Pointing dataset excerpts
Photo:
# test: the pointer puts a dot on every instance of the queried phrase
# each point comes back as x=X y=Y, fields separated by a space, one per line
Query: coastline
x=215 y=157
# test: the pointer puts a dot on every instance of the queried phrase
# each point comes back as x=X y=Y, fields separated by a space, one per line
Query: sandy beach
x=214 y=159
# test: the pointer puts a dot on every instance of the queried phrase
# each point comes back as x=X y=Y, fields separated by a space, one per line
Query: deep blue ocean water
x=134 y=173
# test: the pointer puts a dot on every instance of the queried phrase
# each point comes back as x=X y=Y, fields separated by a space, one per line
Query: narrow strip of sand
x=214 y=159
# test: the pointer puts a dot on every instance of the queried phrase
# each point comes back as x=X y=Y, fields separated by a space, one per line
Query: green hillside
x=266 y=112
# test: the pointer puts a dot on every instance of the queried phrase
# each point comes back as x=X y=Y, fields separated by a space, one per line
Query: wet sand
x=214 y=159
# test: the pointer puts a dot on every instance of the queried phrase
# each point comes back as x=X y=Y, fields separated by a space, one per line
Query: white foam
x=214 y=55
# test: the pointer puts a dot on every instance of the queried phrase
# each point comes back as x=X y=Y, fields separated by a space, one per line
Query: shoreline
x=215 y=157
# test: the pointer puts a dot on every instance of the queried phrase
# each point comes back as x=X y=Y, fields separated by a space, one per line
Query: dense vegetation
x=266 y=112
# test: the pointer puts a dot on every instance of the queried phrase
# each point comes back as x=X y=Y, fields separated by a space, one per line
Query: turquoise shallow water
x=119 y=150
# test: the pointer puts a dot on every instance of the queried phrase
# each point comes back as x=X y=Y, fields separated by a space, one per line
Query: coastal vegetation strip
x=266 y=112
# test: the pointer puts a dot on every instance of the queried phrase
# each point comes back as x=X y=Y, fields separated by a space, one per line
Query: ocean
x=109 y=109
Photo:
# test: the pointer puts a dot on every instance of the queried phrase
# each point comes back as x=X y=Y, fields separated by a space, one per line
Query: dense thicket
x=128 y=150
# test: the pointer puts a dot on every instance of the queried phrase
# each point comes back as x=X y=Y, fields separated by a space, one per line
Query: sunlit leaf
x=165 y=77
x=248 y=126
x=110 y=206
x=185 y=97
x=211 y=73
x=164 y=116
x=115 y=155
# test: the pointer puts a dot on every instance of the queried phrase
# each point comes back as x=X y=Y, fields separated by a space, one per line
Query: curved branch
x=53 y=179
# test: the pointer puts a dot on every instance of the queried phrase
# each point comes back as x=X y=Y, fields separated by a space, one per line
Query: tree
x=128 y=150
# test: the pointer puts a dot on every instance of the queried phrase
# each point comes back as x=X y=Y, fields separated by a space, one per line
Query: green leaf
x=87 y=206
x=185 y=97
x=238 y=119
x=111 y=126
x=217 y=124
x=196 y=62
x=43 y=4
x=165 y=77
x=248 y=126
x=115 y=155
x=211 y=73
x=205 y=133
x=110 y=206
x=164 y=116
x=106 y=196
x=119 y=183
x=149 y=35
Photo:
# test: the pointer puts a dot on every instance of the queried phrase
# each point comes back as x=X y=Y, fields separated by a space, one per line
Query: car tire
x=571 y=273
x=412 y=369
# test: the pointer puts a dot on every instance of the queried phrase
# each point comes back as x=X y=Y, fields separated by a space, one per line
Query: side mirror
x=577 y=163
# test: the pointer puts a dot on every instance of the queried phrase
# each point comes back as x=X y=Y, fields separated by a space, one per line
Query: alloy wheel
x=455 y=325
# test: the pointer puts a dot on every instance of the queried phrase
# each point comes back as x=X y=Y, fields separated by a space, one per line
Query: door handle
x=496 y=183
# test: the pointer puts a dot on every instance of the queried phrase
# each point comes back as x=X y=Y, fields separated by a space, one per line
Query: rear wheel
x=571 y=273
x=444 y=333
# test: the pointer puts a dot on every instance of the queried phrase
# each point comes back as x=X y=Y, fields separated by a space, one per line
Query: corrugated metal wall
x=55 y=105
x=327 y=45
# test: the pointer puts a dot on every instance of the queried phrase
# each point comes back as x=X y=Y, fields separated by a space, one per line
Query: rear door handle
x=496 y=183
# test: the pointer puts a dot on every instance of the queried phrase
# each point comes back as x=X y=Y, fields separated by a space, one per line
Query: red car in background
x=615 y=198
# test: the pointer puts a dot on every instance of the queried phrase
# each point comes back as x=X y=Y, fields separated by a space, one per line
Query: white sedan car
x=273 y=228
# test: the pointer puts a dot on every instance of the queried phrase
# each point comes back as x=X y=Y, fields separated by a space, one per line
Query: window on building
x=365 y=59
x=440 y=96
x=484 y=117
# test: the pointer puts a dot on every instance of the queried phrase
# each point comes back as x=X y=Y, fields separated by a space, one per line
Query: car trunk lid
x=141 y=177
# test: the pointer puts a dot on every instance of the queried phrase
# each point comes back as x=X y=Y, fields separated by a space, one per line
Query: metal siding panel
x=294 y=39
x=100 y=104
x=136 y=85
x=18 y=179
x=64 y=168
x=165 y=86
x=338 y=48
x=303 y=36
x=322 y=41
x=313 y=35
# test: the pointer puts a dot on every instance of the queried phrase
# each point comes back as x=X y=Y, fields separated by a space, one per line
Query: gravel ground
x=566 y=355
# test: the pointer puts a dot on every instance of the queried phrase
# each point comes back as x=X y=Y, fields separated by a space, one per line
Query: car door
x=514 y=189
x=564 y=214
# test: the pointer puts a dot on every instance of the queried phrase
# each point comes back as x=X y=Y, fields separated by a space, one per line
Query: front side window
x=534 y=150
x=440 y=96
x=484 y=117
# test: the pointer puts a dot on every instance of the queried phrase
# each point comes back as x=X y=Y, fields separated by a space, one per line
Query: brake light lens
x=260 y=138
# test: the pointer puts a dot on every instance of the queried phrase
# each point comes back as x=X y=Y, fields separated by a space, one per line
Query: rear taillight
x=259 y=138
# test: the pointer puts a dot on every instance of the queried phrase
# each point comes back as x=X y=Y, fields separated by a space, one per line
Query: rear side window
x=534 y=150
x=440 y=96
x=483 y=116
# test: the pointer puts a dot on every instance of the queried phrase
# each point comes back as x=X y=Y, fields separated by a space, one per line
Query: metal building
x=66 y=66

WHAT YOU SHOULD DO
All of the entries must be quoted exactly; please include each one.

EXERCISE SOLUTION
Photo:
# test: the pointer puts a dot on every instance of the queried phrase
# each point comes back as x=X y=Y, fields separated by a space, one per line
Query: coastline
x=215 y=157
# test: the pointer puts a dot on every instance of the queried phrase
# each point comes back as x=X y=Y, fields separated by a space, one per line
Query: sandy beach
x=214 y=159
# test: the pointer puts a dot on every instance of the queried phrase
# each point comes back as x=X y=Y, fields separated by a space, one per line
Query: deep blue ocean water
x=134 y=173
# test: the pointer puts a dot on every instance of the queried phrase
# each point comes back as x=X y=Y, fields separated by a space, one per line
Query: narrow strip of sand
x=214 y=159
# test: the pointer puts a dot on every instance of the queried phrase
# each point comes back as x=X y=Y, fields separated by a space, one per line
Query: green hillside
x=266 y=112
# test: the pointer puts a dot on every instance of the queried phrase
# each point comes back as x=X y=Y, fields separated by a space, one per line
Query: wet sand
x=214 y=159
# test: the pointer puts a dot on every instance of the queried phrase
# each point comes back as x=X y=Y, fields separated by a space, one per line
Query: white foam
x=214 y=55
# test: the pointer puts a dot on every instance of the queried phrase
# each point comes back as x=X y=Y, fields separated by a space, one per line
Query: shoreline
x=215 y=157
# test: the pointer puts a dot on every instance of the queried phrase
# each point comes back as x=X y=Y, fields separated by a space, one per line
Query: dense vegetation
x=266 y=112
# test: the pointer puts a dot on every instance of the queried phrase
# each point comes back as x=X y=Y, fields separated by a space, one per line
Query: turquoise shallow water
x=119 y=150
# test: the pointer puts a dot on every instance of the queried phrase
# each point comes back as x=X y=Y, fields separated by a space, one per line
Query: coastal vegetation strip
x=266 y=112
# test: the pointer puts a dot on every instance of the queried phrase
# each point comes back as x=X y=Y, fields separated by a space, one per line
Query: ocean
x=109 y=109
Photo:
# test: the pointer puts a dot on every instance of the queried phrase
# each point comes back as x=X y=Y, fields separated by a space, one per line
Query: dense thicket
x=128 y=150
# test: the pointer puts a dot on every instance of the queried phrase
# each point comes back as x=X y=Y, fields separated by a space, one per line
Query: sunlit leaf
x=165 y=77
x=248 y=126
x=110 y=206
x=185 y=97
x=211 y=73
x=164 y=116
x=115 y=155
# test: the pointer puts a dot on every instance of the queried phrase
# each point comes back as x=X y=Y, fields separated by a space, one per line
Query: curved branch
x=53 y=179
# test: the pointer puts a dot on every instance of the queried phrase
# each point comes back as x=X y=Y, fields separated by a space, one per line
Query: tree
x=128 y=150
# test: the pointer puts a dot on every instance of the queried phrase
# each point comes back as x=X y=Y, fields separated by a space, one per line
Query: green leaf
x=87 y=206
x=185 y=97
x=238 y=119
x=111 y=126
x=217 y=124
x=196 y=62
x=43 y=4
x=165 y=77
x=248 y=126
x=115 y=155
x=211 y=73
x=205 y=133
x=110 y=206
x=164 y=116
x=106 y=196
x=119 y=183
x=149 y=35
Photo:
# test: the pointer puts a dot on every instance of the queried phrase
# each point comes back as x=X y=Y, fields separated by a space, one per line
Query: car tire
x=571 y=273
x=412 y=369
# test: the pointer puts a dot on every instance of the queried phrase
# each point comes back as x=X y=Y, fields separated by a space, one per line
Query: side mirror
x=577 y=163
# test: the pointer puts a dot on every instance of the queried phrase
# each point comes back as x=X y=Y, fields separated by a space, one per line
Query: alloy wheel
x=455 y=325
# test: the pointer puts a dot on every instance of the queried phrase
# each point comes back as x=X y=Y, fields separated by a space, one per line
Query: door handle
x=496 y=183
# test: the pointer puts a dot on every instance of the queried phrase
# each point comes back as x=X y=Y, fields separated by a space, one per line
Query: rear wheel
x=571 y=273
x=444 y=333
# test: the pointer puts a dot on every instance of the queried phrase
# each point comes back as x=X y=Y, fields separated by a space, one per line
Query: corrugated metal wall
x=55 y=105
x=327 y=45
# test: the pointer puts a dot on every instance of the queried phrase
# each point comes back as x=X y=Y, fields separated by a space, one per line
Query: rear door handle
x=496 y=183
# test: the pointer puts a dot on every instance of the queried phrase
# each point comes back as x=X y=Y, fields separated by a space, one per line
Query: red car in background
x=615 y=198
# test: the pointer puts a dot on every instance of the queried phrase
# each point comes back as x=X y=Y, fields separated by a space, one per line
Query: white sedan car
x=273 y=228
# test: the pointer puts a dot on every instance of the queried phrase
# each point comes back as x=X y=Y, fields separated by a space, one per line
Query: window on building
x=365 y=59
x=440 y=96
x=484 y=117
# test: the pointer puts a dot on every instance of the queried phrase
# each point comes back as x=X y=Y, fields separated by a space, one per line
Query: car trunk lid
x=141 y=177
# test: the pointer puts a dot on every instance of the queried phrase
# each point comes back as x=X y=Y, fields separated by a space, one per line
Query: metal siding panel
x=294 y=39
x=100 y=104
x=136 y=85
x=18 y=179
x=64 y=168
x=165 y=86
x=338 y=48
x=303 y=36
x=322 y=41
x=313 y=35
# test: the pointer puts a dot on every instance of the queried phrase
# each point comes back as x=X y=Y, fields separated by a space, one per line
Query: gravel ground
x=566 y=355
# test: the pointer puts a dot on every instance of the queried phrase
# each point comes back as x=X y=Y, fields separated by a space, one per line
Query: car door
x=514 y=189
x=564 y=214
# test: the pointer puts a dot on every instance of the queried phrase
# each point comes back as x=X y=Y, fields separated by a space, one per line
Query: front side window
x=534 y=150
x=440 y=96
x=484 y=117
# test: the pointer puts a dot on every instance of the queried phrase
# each point comes back as x=X y=Y, fields separated by a space, one per line
Query: brake light lens
x=260 y=138
# test: the pointer puts a dot on every instance of the queried phrase
# each point comes back as x=X y=Y, fields separated by a space, one per line
Query: rear taillight
x=259 y=138
# test: the pointer puts a dot on every instance of the queried phrase
# each point comes back as x=X y=Y, fields separated by a space, one per line
Query: rear side window
x=534 y=150
x=440 y=96
x=483 y=116
# test: the pointer puts a dot on every instance of the queried phrase
# each point comes back as x=X y=Y, fields separated by a space, one per line
Query: metal building
x=66 y=66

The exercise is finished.